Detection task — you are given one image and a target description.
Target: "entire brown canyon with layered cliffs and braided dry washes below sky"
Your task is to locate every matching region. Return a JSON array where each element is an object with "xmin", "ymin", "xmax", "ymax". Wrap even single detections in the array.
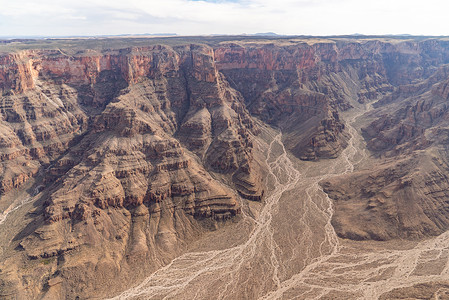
[{"xmin": 0, "ymin": 36, "xmax": 449, "ymax": 299}]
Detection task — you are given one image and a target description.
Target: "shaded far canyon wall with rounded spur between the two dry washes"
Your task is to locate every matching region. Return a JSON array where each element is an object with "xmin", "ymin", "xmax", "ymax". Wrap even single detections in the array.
[{"xmin": 214, "ymin": 41, "xmax": 449, "ymax": 160}]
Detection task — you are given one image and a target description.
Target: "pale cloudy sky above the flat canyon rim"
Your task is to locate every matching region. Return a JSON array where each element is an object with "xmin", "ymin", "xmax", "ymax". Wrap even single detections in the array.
[{"xmin": 0, "ymin": 0, "xmax": 449, "ymax": 37}]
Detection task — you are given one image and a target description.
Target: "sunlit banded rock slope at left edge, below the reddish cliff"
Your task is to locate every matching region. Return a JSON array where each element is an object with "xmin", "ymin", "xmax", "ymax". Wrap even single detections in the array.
[{"xmin": 0, "ymin": 83, "xmax": 88, "ymax": 193}]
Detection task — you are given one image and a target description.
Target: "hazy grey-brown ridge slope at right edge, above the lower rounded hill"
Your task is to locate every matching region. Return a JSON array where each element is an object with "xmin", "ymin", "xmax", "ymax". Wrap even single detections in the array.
[{"xmin": 362, "ymin": 66, "xmax": 449, "ymax": 156}]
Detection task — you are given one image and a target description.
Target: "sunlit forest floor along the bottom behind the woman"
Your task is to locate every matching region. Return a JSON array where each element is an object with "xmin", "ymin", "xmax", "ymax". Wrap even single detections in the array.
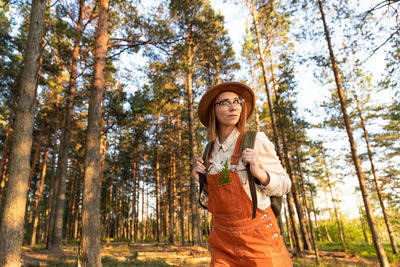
[{"xmin": 22, "ymin": 242, "xmax": 400, "ymax": 267}]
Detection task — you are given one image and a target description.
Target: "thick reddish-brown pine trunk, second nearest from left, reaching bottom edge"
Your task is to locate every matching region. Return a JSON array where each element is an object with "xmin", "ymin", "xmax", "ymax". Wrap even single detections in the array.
[{"xmin": 79, "ymin": 0, "xmax": 109, "ymax": 267}]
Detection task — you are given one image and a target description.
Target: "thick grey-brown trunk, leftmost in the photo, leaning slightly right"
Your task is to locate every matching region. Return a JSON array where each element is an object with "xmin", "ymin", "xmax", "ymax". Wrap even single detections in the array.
[{"xmin": 0, "ymin": 0, "xmax": 47, "ymax": 266}]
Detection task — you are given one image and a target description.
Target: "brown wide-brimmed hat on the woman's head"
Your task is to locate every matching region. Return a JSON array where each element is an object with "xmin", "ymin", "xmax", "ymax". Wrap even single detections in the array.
[{"xmin": 198, "ymin": 82, "xmax": 256, "ymax": 127}]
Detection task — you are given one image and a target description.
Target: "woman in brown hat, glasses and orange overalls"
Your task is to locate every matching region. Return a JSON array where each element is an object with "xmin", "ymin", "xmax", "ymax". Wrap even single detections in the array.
[{"xmin": 193, "ymin": 82, "xmax": 292, "ymax": 267}]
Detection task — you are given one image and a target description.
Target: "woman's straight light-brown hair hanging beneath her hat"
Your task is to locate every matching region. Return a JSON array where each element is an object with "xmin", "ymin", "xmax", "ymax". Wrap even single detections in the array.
[{"xmin": 207, "ymin": 97, "xmax": 247, "ymax": 142}]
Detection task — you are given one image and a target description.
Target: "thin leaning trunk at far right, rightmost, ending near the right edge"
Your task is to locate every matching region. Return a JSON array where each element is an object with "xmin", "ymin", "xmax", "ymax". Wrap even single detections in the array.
[{"xmin": 354, "ymin": 94, "xmax": 399, "ymax": 255}]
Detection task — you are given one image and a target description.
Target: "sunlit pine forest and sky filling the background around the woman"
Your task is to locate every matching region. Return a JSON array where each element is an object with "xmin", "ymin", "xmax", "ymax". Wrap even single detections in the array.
[{"xmin": 0, "ymin": 0, "xmax": 400, "ymax": 266}]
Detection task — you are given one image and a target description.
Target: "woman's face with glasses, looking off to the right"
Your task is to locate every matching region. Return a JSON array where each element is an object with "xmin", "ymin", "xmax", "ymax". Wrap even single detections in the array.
[{"xmin": 214, "ymin": 92, "xmax": 242, "ymax": 130}]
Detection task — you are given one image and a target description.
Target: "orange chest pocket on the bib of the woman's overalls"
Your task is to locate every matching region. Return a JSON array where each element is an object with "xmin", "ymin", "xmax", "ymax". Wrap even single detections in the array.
[{"xmin": 208, "ymin": 181, "xmax": 242, "ymax": 217}]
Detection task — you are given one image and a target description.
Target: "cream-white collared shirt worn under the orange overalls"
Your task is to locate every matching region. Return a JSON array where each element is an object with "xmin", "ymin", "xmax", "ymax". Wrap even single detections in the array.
[{"xmin": 207, "ymin": 128, "xmax": 292, "ymax": 210}]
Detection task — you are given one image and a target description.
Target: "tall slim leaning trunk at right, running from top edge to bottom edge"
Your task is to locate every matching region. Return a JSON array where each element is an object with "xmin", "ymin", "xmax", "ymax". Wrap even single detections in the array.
[{"xmin": 318, "ymin": 0, "xmax": 390, "ymax": 267}]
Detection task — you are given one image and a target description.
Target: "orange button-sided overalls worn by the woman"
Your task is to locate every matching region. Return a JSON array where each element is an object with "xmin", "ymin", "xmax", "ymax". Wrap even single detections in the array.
[{"xmin": 207, "ymin": 134, "xmax": 292, "ymax": 267}]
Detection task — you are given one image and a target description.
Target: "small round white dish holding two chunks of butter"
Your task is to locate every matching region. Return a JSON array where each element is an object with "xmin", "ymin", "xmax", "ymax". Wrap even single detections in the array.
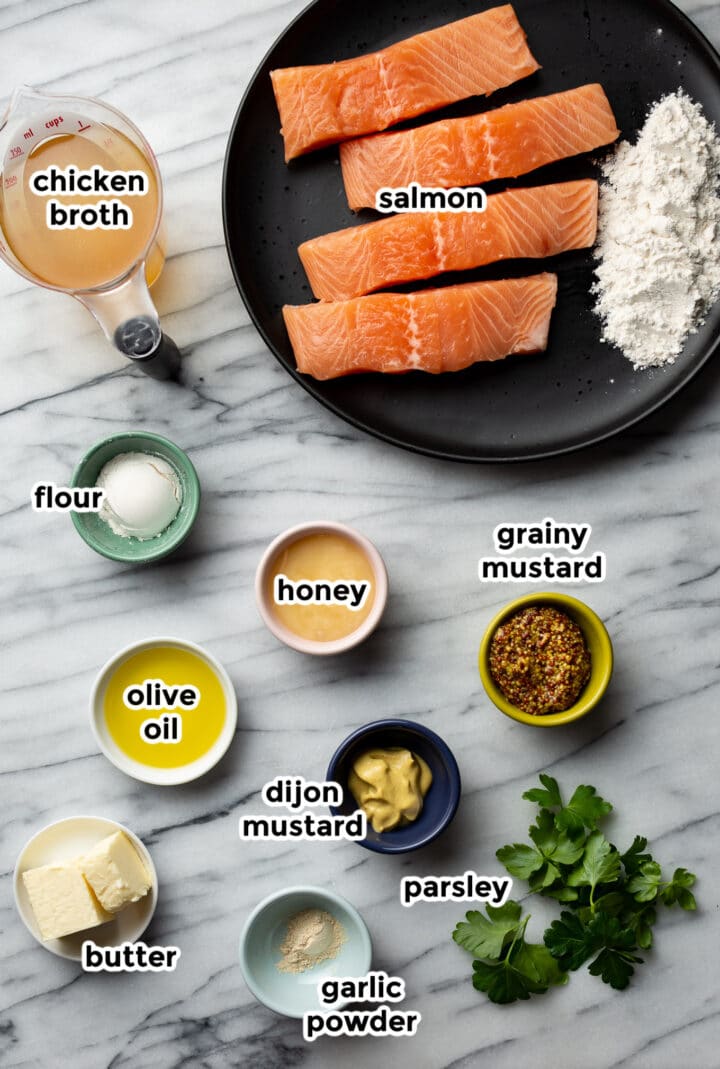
[{"xmin": 13, "ymin": 817, "xmax": 158, "ymax": 961}]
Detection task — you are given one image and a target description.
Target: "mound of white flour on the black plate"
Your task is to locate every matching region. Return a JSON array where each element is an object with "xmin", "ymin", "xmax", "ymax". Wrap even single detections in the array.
[{"xmin": 593, "ymin": 91, "xmax": 720, "ymax": 368}]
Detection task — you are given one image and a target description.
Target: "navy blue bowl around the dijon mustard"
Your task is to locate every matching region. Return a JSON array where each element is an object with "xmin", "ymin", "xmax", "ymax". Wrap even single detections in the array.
[{"xmin": 326, "ymin": 721, "xmax": 460, "ymax": 854}]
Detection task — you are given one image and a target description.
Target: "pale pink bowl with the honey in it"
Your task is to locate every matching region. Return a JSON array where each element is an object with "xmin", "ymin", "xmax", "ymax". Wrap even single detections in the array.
[{"xmin": 255, "ymin": 522, "xmax": 388, "ymax": 656}]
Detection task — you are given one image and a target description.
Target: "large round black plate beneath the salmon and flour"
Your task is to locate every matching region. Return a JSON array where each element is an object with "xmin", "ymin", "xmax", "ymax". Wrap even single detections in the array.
[{"xmin": 223, "ymin": 0, "xmax": 720, "ymax": 461}]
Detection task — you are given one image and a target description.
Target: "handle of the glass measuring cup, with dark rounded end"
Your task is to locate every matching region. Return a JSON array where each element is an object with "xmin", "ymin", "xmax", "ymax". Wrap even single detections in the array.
[{"xmin": 75, "ymin": 263, "xmax": 181, "ymax": 379}]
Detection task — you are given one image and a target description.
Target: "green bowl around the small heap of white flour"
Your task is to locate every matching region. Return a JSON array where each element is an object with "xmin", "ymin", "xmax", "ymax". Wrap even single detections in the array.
[{"xmin": 71, "ymin": 431, "xmax": 200, "ymax": 564}]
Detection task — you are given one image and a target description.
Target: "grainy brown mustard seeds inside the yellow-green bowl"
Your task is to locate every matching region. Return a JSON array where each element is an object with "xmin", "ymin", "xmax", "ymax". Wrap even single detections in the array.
[{"xmin": 490, "ymin": 605, "xmax": 591, "ymax": 716}]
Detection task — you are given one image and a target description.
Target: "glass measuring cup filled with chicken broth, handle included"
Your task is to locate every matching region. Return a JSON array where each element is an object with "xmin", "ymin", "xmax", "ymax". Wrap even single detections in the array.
[{"xmin": 0, "ymin": 86, "xmax": 179, "ymax": 378}]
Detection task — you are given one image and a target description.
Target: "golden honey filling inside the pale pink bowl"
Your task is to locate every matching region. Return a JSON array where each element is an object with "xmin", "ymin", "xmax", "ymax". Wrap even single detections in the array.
[{"xmin": 265, "ymin": 530, "xmax": 376, "ymax": 642}]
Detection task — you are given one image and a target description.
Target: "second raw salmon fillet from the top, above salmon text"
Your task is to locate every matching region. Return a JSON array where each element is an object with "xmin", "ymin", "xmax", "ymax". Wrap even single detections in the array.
[{"xmin": 340, "ymin": 84, "xmax": 620, "ymax": 208}]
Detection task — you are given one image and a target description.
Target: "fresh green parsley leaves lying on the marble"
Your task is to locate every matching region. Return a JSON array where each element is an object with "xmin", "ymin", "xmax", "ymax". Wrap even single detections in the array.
[{"xmin": 453, "ymin": 773, "xmax": 695, "ymax": 1003}]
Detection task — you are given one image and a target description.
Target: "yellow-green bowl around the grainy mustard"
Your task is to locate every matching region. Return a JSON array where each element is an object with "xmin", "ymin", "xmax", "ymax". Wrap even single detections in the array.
[{"xmin": 478, "ymin": 593, "xmax": 612, "ymax": 728}]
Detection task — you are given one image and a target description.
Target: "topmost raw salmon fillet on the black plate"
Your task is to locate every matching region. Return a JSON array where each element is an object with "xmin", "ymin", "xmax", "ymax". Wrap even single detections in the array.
[{"xmin": 270, "ymin": 4, "xmax": 538, "ymax": 160}]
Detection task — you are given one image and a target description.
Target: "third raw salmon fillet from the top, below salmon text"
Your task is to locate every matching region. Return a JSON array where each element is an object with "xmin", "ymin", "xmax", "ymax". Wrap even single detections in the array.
[{"xmin": 298, "ymin": 180, "xmax": 597, "ymax": 300}]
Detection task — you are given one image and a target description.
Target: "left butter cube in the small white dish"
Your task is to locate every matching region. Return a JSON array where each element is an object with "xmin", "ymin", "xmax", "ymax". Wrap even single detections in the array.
[{"xmin": 22, "ymin": 862, "xmax": 112, "ymax": 941}]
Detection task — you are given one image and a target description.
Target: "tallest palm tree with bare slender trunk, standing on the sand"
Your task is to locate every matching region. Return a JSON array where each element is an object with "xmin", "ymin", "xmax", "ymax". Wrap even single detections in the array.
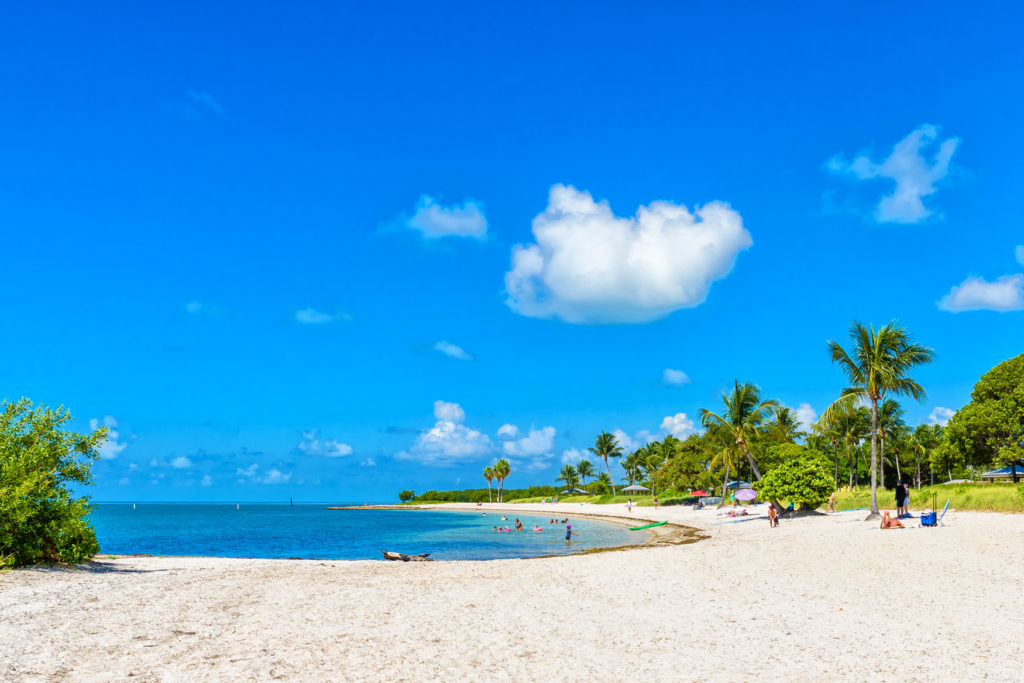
[{"xmin": 824, "ymin": 322, "xmax": 935, "ymax": 519}]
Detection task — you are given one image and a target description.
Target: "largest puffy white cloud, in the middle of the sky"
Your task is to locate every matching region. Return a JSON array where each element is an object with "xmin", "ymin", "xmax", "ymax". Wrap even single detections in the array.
[{"xmin": 505, "ymin": 184, "xmax": 753, "ymax": 324}]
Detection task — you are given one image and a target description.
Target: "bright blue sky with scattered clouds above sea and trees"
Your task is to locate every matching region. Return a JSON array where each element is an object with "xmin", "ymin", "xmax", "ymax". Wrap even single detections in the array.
[{"xmin": 0, "ymin": 2, "xmax": 1024, "ymax": 501}]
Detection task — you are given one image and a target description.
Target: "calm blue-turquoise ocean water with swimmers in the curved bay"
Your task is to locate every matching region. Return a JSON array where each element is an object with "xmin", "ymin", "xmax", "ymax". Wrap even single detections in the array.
[{"xmin": 91, "ymin": 503, "xmax": 647, "ymax": 561}]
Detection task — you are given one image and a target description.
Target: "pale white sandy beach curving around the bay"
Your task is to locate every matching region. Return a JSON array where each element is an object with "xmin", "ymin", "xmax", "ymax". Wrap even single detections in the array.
[{"xmin": 0, "ymin": 505, "xmax": 1024, "ymax": 681}]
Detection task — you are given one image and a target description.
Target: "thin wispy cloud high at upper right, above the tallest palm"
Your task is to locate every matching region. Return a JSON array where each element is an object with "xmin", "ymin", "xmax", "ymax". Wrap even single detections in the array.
[{"xmin": 826, "ymin": 124, "xmax": 959, "ymax": 223}]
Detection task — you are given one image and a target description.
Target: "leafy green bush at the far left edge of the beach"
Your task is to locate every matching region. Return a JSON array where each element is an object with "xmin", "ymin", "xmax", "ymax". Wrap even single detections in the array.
[{"xmin": 0, "ymin": 398, "xmax": 106, "ymax": 566}]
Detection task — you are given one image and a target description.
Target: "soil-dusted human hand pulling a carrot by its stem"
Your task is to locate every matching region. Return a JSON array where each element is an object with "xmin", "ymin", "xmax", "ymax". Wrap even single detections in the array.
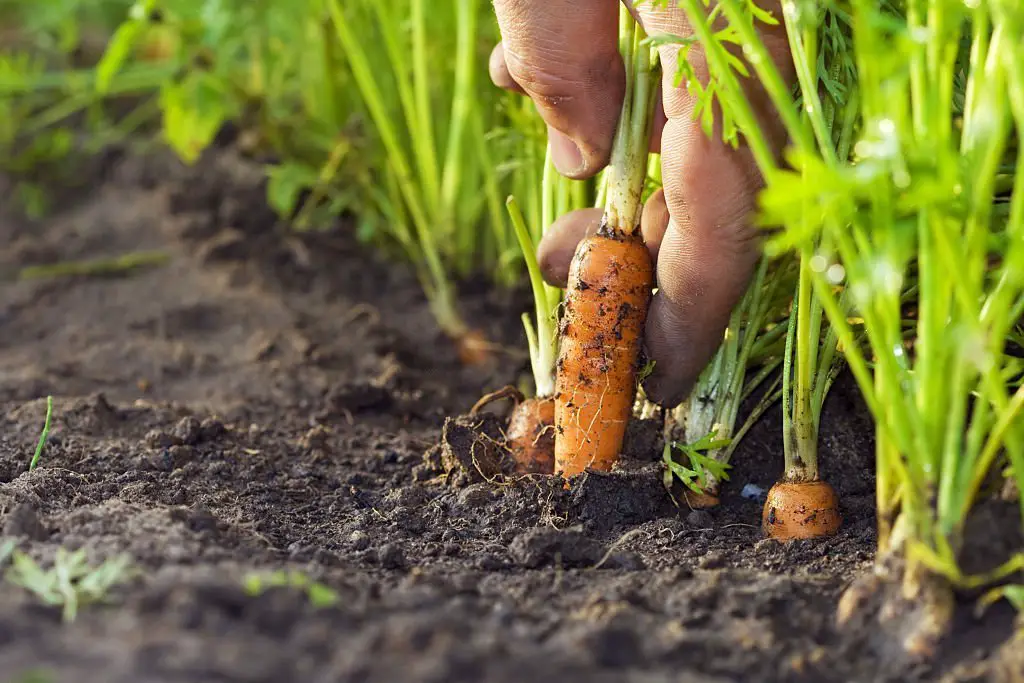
[{"xmin": 490, "ymin": 0, "xmax": 796, "ymax": 407}]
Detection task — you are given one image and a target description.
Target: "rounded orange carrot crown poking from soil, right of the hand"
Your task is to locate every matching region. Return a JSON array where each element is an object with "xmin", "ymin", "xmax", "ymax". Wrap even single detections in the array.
[{"xmin": 761, "ymin": 481, "xmax": 842, "ymax": 542}]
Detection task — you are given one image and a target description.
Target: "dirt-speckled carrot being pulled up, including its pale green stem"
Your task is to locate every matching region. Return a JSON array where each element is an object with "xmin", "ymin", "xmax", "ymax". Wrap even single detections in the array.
[{"xmin": 555, "ymin": 8, "xmax": 659, "ymax": 477}]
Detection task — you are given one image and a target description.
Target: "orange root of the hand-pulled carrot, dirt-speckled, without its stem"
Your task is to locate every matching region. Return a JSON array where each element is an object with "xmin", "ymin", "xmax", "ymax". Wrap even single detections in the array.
[{"xmin": 555, "ymin": 232, "xmax": 653, "ymax": 478}]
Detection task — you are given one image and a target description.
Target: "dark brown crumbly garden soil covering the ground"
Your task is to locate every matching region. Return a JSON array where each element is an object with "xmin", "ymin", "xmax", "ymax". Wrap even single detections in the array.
[{"xmin": 0, "ymin": 148, "xmax": 1024, "ymax": 683}]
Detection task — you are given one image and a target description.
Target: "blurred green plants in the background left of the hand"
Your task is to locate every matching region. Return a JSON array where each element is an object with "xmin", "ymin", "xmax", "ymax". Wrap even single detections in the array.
[{"xmin": 0, "ymin": 0, "xmax": 557, "ymax": 362}]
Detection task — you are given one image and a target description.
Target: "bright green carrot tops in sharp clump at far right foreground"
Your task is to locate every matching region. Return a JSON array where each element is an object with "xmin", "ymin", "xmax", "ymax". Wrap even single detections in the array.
[{"xmin": 663, "ymin": 0, "xmax": 1024, "ymax": 610}]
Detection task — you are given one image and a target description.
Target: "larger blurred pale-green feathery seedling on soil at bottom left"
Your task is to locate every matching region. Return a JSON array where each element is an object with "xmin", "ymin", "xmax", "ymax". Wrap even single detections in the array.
[{"xmin": 7, "ymin": 548, "xmax": 132, "ymax": 622}]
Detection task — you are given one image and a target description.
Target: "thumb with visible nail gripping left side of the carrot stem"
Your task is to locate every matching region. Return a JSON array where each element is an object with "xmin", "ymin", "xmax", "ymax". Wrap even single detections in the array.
[{"xmin": 490, "ymin": 0, "xmax": 626, "ymax": 179}]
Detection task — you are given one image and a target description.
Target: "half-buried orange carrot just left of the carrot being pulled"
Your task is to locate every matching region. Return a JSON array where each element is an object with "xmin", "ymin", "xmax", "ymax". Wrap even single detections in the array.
[{"xmin": 470, "ymin": 386, "xmax": 555, "ymax": 474}]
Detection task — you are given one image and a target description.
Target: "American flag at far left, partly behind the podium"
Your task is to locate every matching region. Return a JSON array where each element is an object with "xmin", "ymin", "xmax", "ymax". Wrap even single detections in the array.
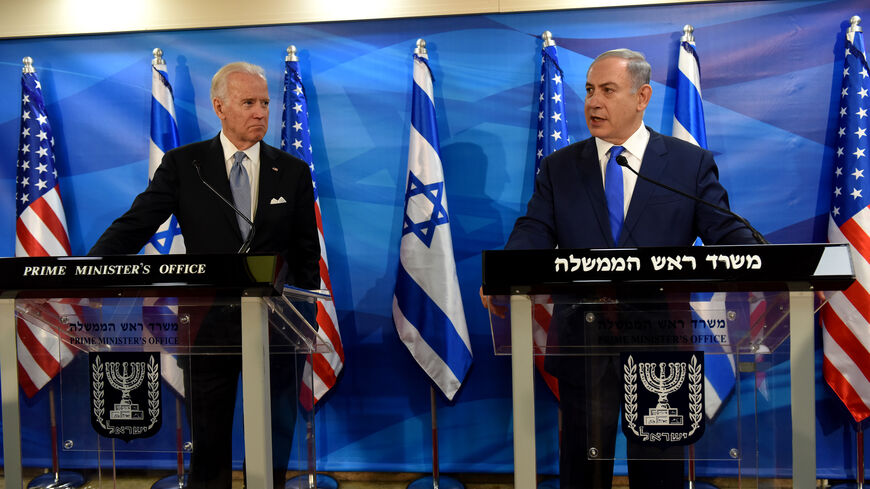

▸ **WORK REQUEST**
Each line above that holds the string "leaning" should be copied and shown.

▸ **RESULT OF THE EXERCISE**
Target: "thick grey-brown trunk, leftmost in the photo, leaning slightly right"
Target: "thin leaning trunk at far right, rightmost, ending near the right edge"
Target: "tall slim leaning trunk at right, running from top edge to bottom edge"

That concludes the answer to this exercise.